[[ Working data open ]]

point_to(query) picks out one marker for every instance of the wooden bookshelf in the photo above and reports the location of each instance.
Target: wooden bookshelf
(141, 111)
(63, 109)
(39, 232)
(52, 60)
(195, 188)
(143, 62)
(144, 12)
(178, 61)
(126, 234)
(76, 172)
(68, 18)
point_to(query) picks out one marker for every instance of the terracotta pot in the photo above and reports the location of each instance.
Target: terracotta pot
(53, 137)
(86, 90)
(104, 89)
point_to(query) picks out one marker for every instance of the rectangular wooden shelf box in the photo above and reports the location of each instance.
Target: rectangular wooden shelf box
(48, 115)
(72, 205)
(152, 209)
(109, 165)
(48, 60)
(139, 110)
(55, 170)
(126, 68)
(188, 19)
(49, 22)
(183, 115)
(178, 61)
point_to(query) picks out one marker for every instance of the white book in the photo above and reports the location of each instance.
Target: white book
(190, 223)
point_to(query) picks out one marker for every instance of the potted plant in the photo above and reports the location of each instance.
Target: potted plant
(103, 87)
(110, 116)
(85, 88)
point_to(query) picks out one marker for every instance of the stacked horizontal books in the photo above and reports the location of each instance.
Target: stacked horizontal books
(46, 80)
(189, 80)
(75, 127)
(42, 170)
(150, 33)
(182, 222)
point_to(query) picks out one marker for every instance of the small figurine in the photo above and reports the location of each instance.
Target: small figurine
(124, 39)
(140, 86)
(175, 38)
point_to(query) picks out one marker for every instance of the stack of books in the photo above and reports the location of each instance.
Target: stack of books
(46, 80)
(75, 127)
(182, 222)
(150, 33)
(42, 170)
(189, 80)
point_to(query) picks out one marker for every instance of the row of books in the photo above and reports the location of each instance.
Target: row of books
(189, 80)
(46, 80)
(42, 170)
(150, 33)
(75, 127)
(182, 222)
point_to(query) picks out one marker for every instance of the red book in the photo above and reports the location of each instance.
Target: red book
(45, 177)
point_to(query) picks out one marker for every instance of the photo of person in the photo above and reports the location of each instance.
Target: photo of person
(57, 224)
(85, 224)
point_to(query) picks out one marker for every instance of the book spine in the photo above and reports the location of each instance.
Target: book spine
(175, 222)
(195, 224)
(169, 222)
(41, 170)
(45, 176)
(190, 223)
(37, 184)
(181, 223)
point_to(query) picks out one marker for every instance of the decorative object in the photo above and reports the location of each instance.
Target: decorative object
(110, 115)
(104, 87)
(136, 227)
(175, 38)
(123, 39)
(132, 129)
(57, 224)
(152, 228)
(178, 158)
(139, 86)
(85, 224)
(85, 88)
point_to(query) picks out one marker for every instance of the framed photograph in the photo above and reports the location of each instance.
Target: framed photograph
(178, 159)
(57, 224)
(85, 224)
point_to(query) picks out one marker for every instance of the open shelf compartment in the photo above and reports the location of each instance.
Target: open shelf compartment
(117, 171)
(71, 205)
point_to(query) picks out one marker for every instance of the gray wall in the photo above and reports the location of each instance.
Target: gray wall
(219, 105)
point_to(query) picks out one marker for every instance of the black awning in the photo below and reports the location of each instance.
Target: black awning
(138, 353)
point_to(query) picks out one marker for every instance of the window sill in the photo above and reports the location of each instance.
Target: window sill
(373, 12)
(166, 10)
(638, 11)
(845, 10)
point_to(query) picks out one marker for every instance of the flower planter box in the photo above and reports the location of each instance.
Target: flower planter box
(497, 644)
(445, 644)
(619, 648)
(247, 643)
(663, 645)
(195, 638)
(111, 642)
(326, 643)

[[ Working data closed ]]

Activity: The response must restate every entry word for word.

Task result:
point_to(query) picks out one marker for every instance of the wooden bookshelf in the photo above and reports the location of each instance.
Target: wooden bookshelf
(141, 111)
(63, 109)
(39, 232)
(52, 60)
(195, 188)
(143, 62)
(144, 12)
(178, 61)
(126, 234)
(76, 172)
(68, 18)
point_to(query) picks out one marker for every instance of the terracotta pot in the photo above and reports the location of each instance.
Target: terracotta pot
(53, 137)
(86, 90)
(104, 89)
point_to(query) picks out one marker for every instance of the rectangular wooden shelf box in the photo above and reports the location of each instance.
Target: rectangular wooden shelf box
(48, 115)
(72, 205)
(152, 209)
(109, 165)
(48, 60)
(139, 110)
(55, 170)
(126, 68)
(188, 19)
(49, 22)
(183, 115)
(178, 61)
point_to(query) picks out one marker for every instance of the white book in the photo above and reports the location of each instance.
Target: white book
(190, 223)
point_to(query) picks out one marker for every instance of the potted plant in the photo above and reports the location of each instance.
Target: potted plant
(103, 87)
(110, 116)
(85, 88)
point_to(query) picks out one marker for every instance of the stacked horizontal books in the photo above and reports the location of each instance.
Target: stacked horizontal books
(46, 80)
(189, 80)
(75, 127)
(42, 170)
(150, 33)
(182, 222)
point_to(query) picks out one marker for every instance of the small figurine in the photo above and reports the location of each instance.
Target: small figurine
(124, 39)
(140, 86)
(175, 38)
point_to(query) picks out one marker for every instance of the stack of books in the photo above and reports the location of each instance.
Target: stack of books
(46, 80)
(75, 127)
(182, 222)
(150, 33)
(42, 170)
(189, 80)
point_to(query) picks out one marker for every instance of the row of books in the photo above and reports the location of each instance.
Target: row of books
(189, 80)
(46, 80)
(42, 170)
(150, 33)
(75, 127)
(182, 222)
point_to(query) picks out one marker for every instance of the red book in the photo above and reports the location of each instance.
Target: red book
(45, 177)
point_to(query) picks out one marker for every instance of the photo of person in the photo above and reports the location of each instance.
Target: photo of person
(57, 224)
(85, 224)
point_to(query) picks out one marker for every instance of the book spine in the photo above and reports the location of each instance.
Target: book spine
(175, 222)
(195, 224)
(169, 222)
(41, 170)
(45, 176)
(190, 223)
(37, 184)
(181, 223)
point_to(query) picks out one marker for every instance of the decorative object in the photo above and reports the location of each instance.
Target: decorative object
(110, 115)
(104, 87)
(136, 227)
(175, 38)
(123, 39)
(132, 129)
(57, 224)
(152, 228)
(178, 158)
(139, 86)
(85, 224)
(85, 88)
point_to(query) picks out one marker for every instance of the framed photograph in the photo above and reports the location of each instance.
Target: framed photograph
(178, 159)
(57, 224)
(85, 224)
point_to(query) picks out one marker for every instance of the open shelf compartment in the photo above and reports the location of each instance.
Target: open shelf compartment
(117, 171)
(71, 205)
point_to(query) picks out one marker for every instance of the gray wall in the photo above and reports the location of each instance.
Target: gray wall
(219, 105)
point_to(query) picks out one marker for every instance of the black awning in the photo below and reports the location of each instance.
Target: black awning
(138, 353)
point_to(query) picks out one marker for every instance of the window sill in the photo above and reports the location of each instance.
Target: window sill
(373, 12)
(166, 10)
(638, 11)
(845, 10)
point_to(query) picks out one marker for every instance of the flower planter box in the photo above and reports the location of each instance.
Target: flower planter box
(497, 644)
(445, 644)
(619, 648)
(247, 643)
(663, 645)
(195, 638)
(111, 642)
(326, 643)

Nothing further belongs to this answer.